[Start of section]
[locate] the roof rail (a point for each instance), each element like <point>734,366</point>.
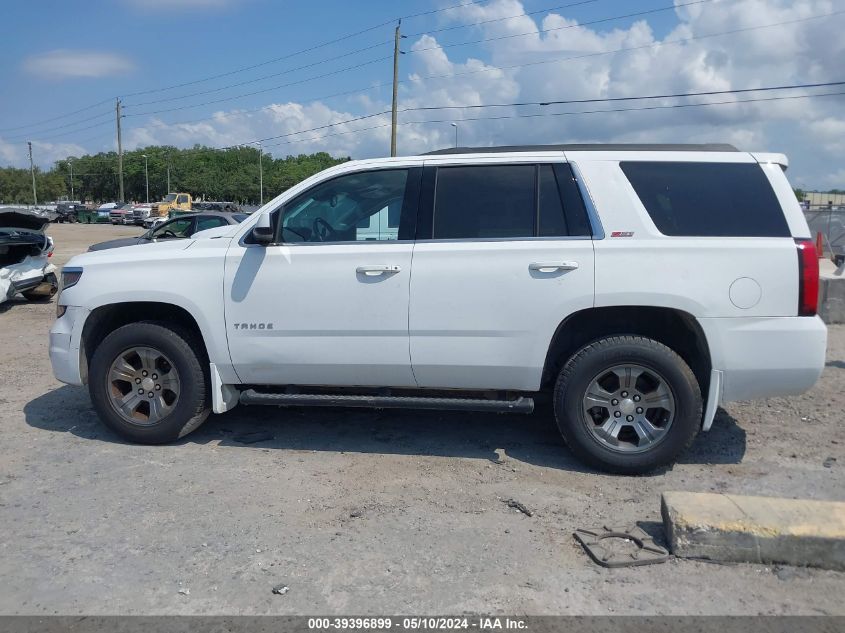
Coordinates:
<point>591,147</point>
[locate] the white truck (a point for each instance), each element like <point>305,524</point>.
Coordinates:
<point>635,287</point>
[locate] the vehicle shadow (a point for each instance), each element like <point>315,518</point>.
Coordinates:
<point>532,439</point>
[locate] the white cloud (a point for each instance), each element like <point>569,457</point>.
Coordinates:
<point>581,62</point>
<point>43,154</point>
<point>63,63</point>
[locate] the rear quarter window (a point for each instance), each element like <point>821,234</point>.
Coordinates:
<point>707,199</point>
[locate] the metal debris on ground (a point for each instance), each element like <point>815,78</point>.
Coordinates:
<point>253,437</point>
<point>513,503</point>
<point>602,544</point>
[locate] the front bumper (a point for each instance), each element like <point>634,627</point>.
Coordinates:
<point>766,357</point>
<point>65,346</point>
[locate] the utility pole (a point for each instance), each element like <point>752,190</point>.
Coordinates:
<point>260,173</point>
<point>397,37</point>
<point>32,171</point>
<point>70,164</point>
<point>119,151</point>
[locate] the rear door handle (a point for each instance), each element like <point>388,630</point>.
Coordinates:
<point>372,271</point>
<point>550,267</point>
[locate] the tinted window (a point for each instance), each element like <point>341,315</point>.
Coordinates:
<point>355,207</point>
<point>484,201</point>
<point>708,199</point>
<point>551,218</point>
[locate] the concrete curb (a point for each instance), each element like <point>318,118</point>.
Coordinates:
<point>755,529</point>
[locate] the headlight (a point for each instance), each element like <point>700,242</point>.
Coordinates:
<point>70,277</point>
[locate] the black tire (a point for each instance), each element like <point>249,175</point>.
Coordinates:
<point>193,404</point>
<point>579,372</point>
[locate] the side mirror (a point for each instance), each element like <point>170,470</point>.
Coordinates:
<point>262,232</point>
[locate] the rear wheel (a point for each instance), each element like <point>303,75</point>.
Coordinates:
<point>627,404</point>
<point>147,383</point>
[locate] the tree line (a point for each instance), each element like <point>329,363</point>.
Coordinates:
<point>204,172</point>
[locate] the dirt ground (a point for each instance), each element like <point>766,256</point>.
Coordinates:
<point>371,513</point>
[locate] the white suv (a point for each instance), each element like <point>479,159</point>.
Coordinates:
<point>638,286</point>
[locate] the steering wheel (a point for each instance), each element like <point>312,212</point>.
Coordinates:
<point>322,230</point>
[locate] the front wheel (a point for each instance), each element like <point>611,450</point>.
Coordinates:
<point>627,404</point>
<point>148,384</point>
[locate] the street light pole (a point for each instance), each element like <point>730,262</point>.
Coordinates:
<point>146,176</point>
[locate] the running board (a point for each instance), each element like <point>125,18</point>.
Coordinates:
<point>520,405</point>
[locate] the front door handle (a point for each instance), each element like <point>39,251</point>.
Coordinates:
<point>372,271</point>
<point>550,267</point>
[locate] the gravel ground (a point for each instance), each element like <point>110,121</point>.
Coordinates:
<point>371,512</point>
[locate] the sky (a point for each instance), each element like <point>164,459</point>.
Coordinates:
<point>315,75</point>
[End of section]
[Start of section]
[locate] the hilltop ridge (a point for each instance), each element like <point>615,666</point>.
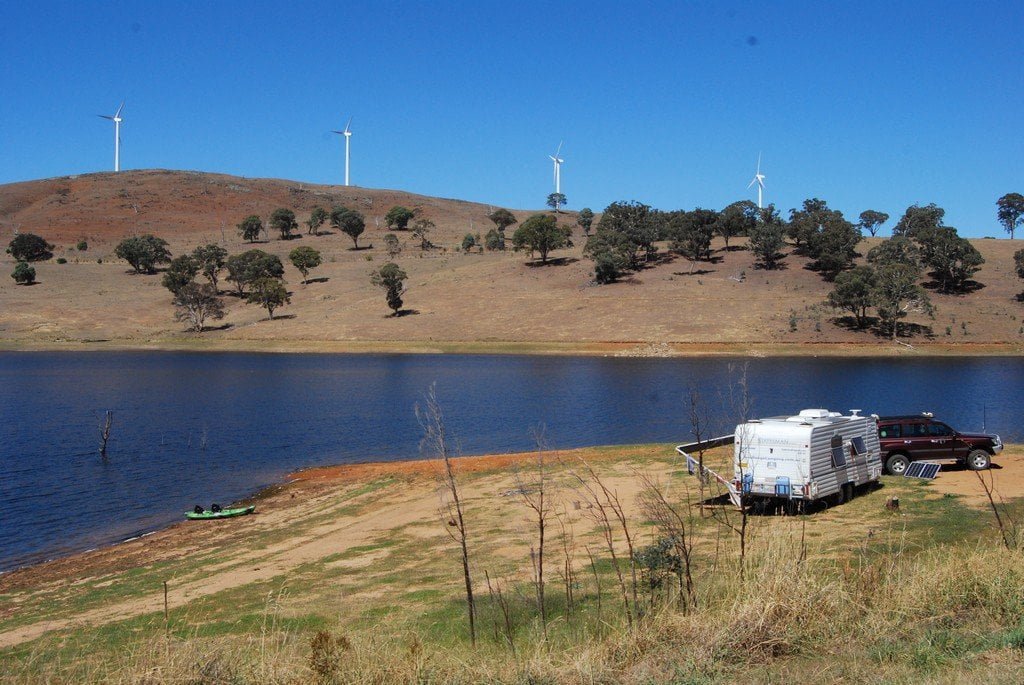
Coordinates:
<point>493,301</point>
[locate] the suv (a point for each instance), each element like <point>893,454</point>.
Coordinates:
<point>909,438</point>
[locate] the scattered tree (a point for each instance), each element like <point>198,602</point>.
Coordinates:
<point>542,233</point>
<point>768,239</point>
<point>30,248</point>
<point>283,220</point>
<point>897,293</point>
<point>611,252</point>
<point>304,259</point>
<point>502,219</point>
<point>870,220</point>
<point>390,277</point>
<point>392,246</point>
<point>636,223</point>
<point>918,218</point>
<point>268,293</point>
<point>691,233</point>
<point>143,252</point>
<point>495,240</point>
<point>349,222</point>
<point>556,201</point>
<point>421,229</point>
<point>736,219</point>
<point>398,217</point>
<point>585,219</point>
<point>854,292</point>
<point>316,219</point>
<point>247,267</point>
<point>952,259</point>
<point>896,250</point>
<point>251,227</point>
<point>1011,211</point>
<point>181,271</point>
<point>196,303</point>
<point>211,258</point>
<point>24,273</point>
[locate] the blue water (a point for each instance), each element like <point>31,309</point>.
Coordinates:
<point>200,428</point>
[End of section]
[Start of section]
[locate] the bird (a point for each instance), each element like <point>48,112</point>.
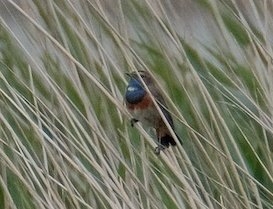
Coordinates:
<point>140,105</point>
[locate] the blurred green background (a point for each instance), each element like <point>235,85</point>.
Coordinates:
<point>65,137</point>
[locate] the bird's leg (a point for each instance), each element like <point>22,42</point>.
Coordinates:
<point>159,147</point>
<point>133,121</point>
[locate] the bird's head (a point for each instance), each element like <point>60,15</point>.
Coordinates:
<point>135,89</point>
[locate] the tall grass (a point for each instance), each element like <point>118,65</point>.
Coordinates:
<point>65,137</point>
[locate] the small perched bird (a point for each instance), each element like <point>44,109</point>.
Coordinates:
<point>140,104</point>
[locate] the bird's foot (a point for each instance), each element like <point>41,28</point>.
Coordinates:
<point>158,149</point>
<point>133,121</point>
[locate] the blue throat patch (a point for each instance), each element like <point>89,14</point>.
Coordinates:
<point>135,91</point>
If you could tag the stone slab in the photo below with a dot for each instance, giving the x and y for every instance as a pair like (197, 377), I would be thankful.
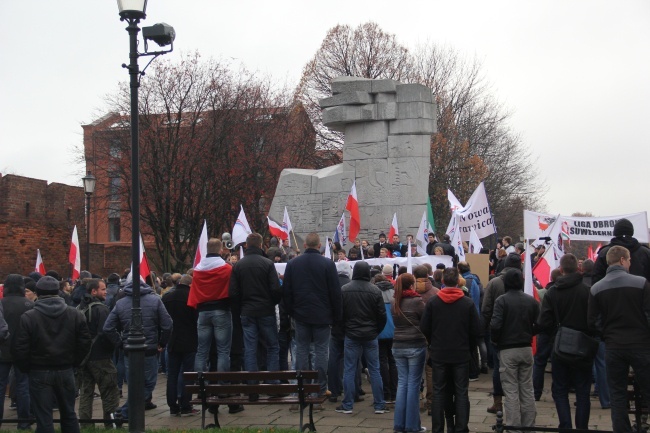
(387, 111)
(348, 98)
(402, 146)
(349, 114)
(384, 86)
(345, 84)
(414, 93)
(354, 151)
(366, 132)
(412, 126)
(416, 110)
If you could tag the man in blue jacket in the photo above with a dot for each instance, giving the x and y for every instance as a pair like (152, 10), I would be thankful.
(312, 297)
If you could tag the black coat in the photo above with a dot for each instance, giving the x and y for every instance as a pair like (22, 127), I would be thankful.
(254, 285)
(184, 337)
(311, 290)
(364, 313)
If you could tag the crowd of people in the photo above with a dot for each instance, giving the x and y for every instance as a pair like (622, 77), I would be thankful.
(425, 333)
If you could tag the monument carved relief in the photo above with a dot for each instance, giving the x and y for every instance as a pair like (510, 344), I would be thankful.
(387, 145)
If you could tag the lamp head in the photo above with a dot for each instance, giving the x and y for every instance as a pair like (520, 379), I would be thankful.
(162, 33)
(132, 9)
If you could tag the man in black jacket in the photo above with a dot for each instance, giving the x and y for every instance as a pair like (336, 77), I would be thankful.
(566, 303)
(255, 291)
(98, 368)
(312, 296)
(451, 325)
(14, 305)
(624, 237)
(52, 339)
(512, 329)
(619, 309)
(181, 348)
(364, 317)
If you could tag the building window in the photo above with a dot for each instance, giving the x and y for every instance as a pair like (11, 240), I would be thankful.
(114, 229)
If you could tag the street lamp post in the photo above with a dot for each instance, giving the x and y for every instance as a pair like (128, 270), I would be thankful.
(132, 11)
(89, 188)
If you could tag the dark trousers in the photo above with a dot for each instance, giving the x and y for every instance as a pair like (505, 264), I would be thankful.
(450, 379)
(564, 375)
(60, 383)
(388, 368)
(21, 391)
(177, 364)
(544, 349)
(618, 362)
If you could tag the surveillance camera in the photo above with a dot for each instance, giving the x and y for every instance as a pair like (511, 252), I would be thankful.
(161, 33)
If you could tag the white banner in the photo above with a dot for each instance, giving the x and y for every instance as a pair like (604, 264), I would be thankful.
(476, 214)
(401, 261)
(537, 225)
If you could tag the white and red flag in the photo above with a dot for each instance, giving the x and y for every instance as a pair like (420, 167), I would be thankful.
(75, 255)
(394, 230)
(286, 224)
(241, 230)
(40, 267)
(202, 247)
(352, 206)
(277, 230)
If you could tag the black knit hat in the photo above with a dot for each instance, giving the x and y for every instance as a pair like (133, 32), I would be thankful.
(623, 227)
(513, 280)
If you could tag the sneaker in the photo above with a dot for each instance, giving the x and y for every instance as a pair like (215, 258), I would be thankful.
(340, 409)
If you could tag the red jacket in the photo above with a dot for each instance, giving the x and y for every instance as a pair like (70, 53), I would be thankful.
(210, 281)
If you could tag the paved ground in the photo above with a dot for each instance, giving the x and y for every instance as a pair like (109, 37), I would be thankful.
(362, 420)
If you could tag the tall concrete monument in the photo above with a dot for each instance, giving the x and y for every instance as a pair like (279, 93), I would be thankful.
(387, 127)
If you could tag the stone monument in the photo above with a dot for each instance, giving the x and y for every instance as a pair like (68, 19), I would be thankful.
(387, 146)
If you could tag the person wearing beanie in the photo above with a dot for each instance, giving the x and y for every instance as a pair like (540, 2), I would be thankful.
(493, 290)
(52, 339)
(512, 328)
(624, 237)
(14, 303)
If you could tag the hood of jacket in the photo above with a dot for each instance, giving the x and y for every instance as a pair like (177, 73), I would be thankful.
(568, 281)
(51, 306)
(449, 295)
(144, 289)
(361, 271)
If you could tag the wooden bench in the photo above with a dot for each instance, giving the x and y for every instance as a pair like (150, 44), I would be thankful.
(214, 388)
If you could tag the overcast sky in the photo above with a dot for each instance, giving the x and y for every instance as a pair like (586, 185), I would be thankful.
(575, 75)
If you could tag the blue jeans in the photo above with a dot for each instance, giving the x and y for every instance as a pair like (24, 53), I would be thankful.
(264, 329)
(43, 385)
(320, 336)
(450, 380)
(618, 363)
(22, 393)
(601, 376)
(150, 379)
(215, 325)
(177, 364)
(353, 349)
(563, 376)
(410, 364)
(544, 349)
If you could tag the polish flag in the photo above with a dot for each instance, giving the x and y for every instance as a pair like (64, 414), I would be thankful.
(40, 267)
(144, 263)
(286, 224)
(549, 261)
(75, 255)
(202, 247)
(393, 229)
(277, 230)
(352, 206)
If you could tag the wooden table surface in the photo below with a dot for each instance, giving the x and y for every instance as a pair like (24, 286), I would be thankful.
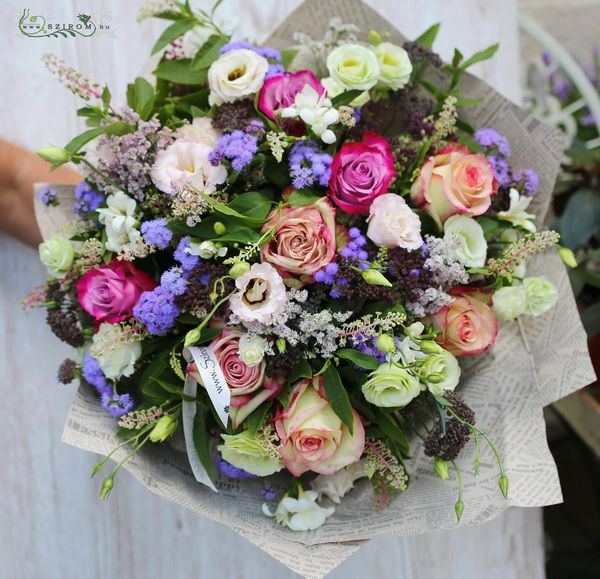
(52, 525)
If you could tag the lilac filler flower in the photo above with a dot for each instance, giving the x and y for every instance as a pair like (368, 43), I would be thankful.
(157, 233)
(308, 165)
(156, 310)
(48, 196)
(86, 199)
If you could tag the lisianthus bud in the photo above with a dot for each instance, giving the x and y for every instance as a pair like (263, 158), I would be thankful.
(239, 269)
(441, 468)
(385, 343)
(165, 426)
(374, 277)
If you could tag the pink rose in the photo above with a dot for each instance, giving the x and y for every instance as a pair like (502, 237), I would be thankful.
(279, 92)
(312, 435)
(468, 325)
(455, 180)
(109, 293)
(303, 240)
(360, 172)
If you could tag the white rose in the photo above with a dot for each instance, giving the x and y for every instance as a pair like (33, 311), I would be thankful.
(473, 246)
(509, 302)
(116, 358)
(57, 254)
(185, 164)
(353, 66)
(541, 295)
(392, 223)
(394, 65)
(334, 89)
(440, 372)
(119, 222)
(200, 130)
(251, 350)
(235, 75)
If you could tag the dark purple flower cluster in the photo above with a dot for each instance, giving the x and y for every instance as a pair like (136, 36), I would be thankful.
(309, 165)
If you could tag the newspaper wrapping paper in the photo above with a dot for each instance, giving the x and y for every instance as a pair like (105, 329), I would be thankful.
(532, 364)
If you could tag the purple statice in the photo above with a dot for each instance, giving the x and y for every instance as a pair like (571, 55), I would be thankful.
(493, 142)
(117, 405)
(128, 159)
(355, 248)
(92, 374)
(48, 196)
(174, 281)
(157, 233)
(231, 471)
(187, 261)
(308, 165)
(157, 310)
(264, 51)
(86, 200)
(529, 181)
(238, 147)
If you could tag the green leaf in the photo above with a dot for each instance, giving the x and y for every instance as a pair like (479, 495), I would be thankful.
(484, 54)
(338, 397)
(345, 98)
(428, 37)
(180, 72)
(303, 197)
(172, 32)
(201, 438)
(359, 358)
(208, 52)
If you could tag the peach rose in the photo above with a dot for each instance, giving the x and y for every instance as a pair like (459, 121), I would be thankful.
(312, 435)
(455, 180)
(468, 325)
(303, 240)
[End of section]
## Task objective:
What lines above hold the word "door"? List them all.

## Your response:
[locate] the rear door handle (a point for each instance), each element like <point>388,630</point>.
[locate] the front door handle (a point for each instance), each element like <point>39,251</point>.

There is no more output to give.